═════ Selected passage

Cool running LEDs
/Cool Running
Light-emitting diodes (LEDs) don’t like heat. Heat shortens their lifetimes. It also damages brightness, ruins efficiency and diminishes color.
“Heat is death to an LED,” says Joe DeNicholas, Lighting Business Unit director for National Semiconductor. “There’s widely published data suggesting that if you keep the junction temperature of an LED at about 100 degrees Celsius, it will last for 80,000 hours. But if you let it go to, say, 135 degrees Celsius, the lifetime drops down to about 20,000 hours. That’s why we have to keep them cool.”
Keeping them cool, however, is no simple task. In the past decade, LED current levels have soared. Whereas 20 mA was typical a few years back, 1A is commonplace today. Similarly, power levels have skyrocketed from milliwatt levels a few years ago to more than a watt today. In some industries power levels are said to be doubling every three to six months.
“The old LEDs never required cooling,” says Barry Dagan chief technical officer of Cool Innovations, a maker of heat sinks. “But when you’ve got two watts of dissipated power, you have to have cooling. And now we’re starting to hear talk of power levels at 10 watts, 15 watts and more.”
So how’s an engineer supposed to cool a little LED that may need to dissipate a couple of watts? Answers are many. Electronics manufacturers have developed drivers that can back off the current when the junction temperature rises too high or when the LED is illuminating an unoccupied room. Materials experts have created metal-clad substrates that draw heat away from the LED. And heat sink manufacturers are finding new and innovative ways to move heat into the surrounding air.

══════════

Short task 1
In the passage on cooling LEDs, how long will an LED last if its junction temperature is kept at about 100 degrees Celsius?
The LED passage has no connection to the records that come after it.

═════ Material for this task

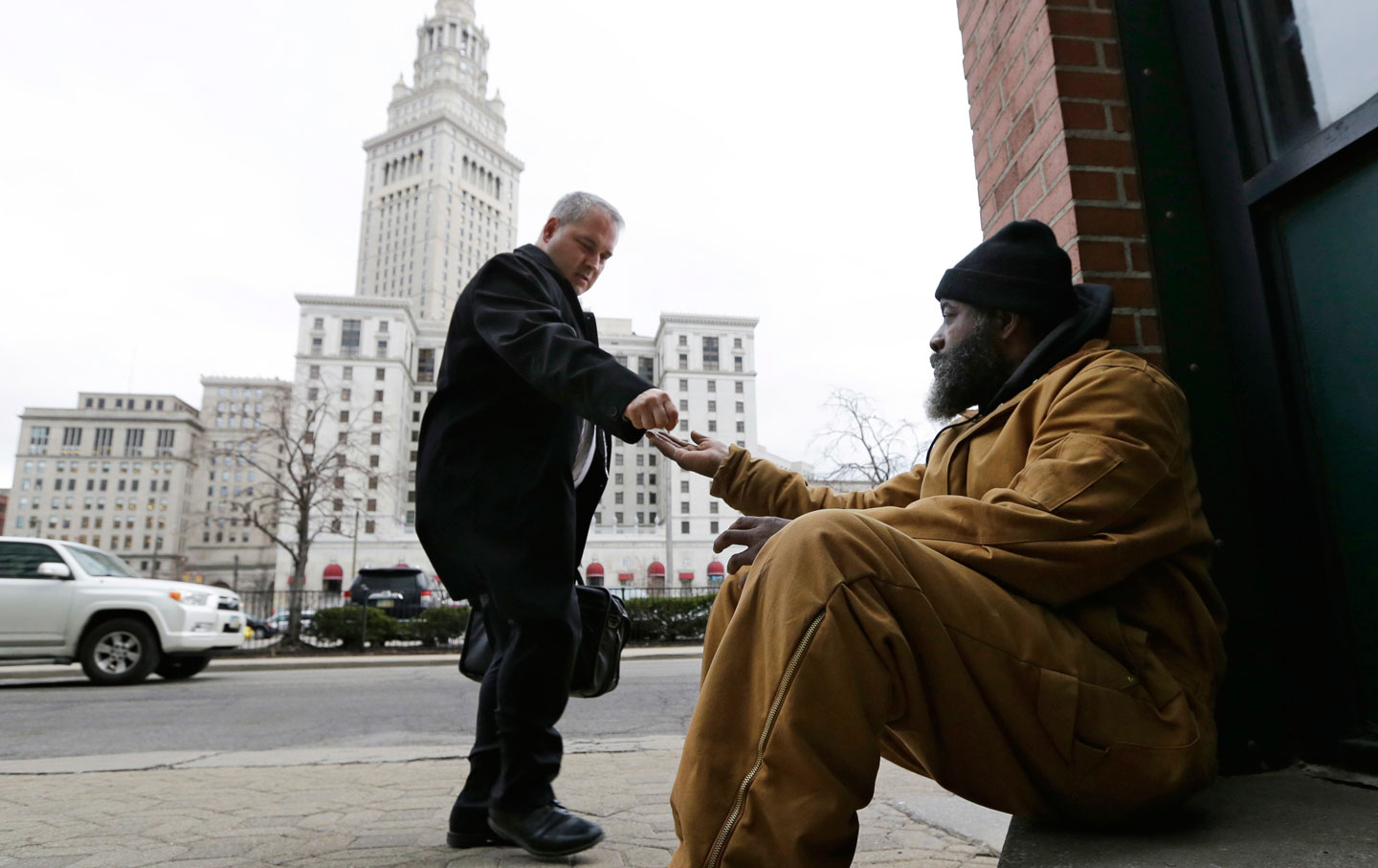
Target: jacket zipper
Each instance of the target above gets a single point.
(761, 746)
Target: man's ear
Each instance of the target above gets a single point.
(547, 232)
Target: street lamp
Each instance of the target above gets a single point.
(353, 557)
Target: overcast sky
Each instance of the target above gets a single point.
(174, 172)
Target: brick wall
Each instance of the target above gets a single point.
(1052, 138)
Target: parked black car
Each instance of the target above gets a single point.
(401, 591)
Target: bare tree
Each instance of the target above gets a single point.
(307, 463)
(860, 444)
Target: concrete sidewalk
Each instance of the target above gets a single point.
(390, 806)
(328, 660)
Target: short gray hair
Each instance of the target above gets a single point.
(572, 207)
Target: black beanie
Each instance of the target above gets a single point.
(1020, 269)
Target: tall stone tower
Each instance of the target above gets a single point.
(440, 190)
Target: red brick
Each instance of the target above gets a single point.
(1127, 222)
(1005, 188)
(1095, 187)
(1057, 197)
(1120, 119)
(1028, 197)
(1065, 228)
(1039, 145)
(1101, 256)
(1111, 54)
(1083, 115)
(1130, 187)
(1090, 84)
(1075, 51)
(1133, 292)
(1046, 97)
(1122, 331)
(1148, 331)
(1078, 22)
(1139, 256)
(1055, 165)
(1020, 130)
(1100, 152)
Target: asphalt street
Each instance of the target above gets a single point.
(344, 708)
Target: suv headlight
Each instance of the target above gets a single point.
(190, 598)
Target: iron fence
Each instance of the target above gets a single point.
(268, 612)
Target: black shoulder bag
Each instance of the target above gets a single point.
(598, 657)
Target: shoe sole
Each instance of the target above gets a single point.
(569, 851)
(465, 840)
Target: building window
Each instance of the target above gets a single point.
(349, 338)
(710, 353)
(134, 441)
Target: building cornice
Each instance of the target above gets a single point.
(426, 120)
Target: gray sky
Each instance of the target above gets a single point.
(177, 171)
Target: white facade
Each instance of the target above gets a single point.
(116, 472)
(440, 189)
(654, 514)
(222, 545)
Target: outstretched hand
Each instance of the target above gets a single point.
(652, 410)
(703, 456)
(750, 530)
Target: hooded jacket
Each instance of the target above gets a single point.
(1074, 488)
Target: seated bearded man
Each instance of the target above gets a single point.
(1027, 619)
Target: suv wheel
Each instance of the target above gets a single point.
(181, 667)
(119, 652)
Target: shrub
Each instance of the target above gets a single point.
(349, 626)
(440, 624)
(669, 619)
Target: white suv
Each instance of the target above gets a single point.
(66, 601)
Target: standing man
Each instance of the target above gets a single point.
(514, 452)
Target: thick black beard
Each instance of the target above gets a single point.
(967, 375)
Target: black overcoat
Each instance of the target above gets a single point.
(497, 507)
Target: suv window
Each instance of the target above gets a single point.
(22, 560)
(404, 583)
(97, 563)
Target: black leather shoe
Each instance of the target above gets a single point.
(545, 831)
(469, 828)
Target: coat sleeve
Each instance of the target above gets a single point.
(529, 332)
(1100, 497)
(755, 486)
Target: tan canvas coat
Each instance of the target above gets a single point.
(1027, 619)
(1078, 494)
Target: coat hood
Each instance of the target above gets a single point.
(1089, 322)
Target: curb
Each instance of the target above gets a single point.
(287, 663)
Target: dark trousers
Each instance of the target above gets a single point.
(525, 689)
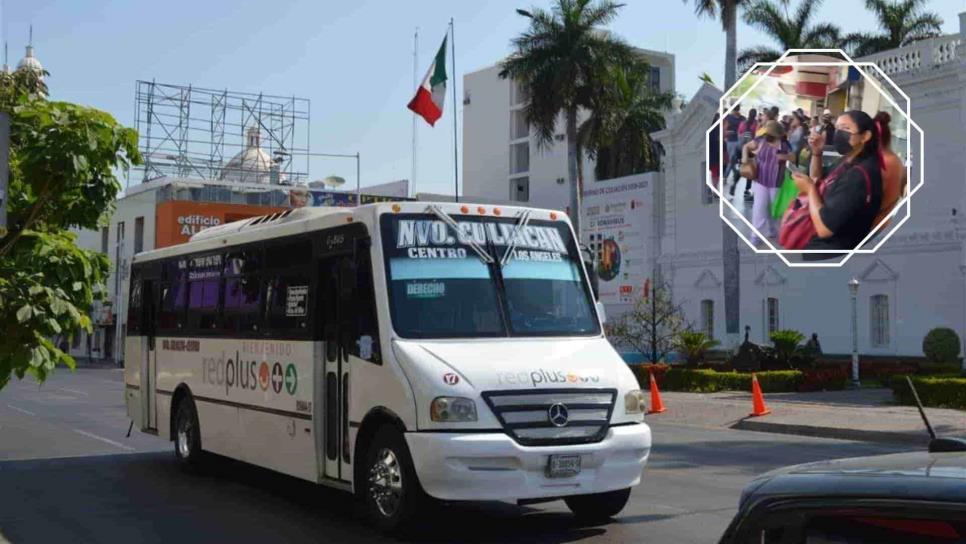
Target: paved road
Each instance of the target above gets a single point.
(70, 475)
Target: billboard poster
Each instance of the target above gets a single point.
(617, 226)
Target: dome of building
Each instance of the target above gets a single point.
(30, 62)
(250, 165)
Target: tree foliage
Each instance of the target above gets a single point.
(652, 327)
(561, 62)
(789, 30)
(617, 134)
(63, 159)
(901, 22)
(693, 345)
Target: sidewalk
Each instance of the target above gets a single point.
(864, 415)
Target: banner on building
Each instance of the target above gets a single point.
(617, 225)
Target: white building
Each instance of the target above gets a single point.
(915, 282)
(502, 160)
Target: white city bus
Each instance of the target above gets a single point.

══════════

Short task 2
Reproduce the part of the records that opens with the line containing "Target: white building" and runs through the end of the records, substituting "transit bus" for "city bus" and leaving everything else unchanged.

Task response 1
About 80,000 hours.

Task response 2
Target: white building
Each instance of the target above gets a single point.
(915, 282)
(502, 160)
Target: white transit bus
Each instance of the target above gets a single point.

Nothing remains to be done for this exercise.